# [TASK]
Copy out the entries from the line containing "roofline in the workspace image." through the line containing "373, 138, 441, 147", swapping "dark" for "black" and keeping everything else the same. Omit the pictures.

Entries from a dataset
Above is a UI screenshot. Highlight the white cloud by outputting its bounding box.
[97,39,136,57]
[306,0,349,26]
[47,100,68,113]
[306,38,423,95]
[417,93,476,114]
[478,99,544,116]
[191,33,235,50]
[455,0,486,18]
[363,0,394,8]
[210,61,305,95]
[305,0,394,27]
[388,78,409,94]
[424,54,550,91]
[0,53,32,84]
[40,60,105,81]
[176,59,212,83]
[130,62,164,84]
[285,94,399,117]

* * *

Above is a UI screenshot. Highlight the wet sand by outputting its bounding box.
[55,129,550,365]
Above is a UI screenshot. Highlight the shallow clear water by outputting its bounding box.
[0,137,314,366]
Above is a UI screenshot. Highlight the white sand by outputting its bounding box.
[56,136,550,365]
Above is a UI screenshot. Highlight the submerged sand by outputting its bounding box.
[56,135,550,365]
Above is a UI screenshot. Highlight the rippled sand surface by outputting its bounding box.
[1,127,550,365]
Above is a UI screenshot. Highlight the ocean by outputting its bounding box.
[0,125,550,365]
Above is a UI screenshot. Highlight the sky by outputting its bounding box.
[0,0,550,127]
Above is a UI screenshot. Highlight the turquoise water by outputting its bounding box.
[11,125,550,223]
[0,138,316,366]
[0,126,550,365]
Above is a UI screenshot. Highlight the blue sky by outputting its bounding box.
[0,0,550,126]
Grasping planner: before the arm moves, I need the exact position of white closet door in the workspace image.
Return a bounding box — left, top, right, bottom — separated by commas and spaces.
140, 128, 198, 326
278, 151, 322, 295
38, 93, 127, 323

---

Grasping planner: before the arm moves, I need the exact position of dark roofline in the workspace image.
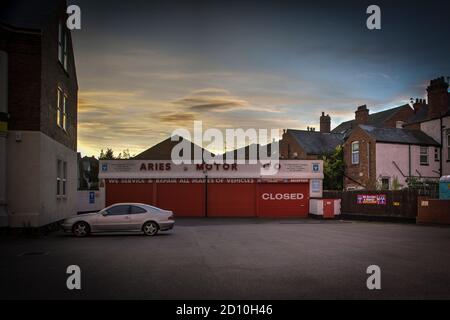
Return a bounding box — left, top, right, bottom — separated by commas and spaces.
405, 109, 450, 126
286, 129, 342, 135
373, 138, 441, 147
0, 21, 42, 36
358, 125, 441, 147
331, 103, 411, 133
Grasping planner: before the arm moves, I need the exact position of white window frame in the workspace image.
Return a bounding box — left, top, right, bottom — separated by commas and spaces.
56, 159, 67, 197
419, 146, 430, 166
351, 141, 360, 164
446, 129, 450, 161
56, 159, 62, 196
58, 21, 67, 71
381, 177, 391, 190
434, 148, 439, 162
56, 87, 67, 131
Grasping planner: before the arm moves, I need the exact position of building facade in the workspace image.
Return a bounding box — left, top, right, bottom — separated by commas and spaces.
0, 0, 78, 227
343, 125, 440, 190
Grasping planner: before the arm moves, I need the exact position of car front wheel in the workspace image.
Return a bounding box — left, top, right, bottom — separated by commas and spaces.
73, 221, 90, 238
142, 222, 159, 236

# [PROBLEM SOLUTION]
Grasping planner: before the arm moves, I need the exact position of black roofline in the workspace image.
Return a bounding box — left, top, right, bottom — separated by commas and spaces.
405, 109, 450, 126
286, 129, 342, 135
373, 138, 441, 147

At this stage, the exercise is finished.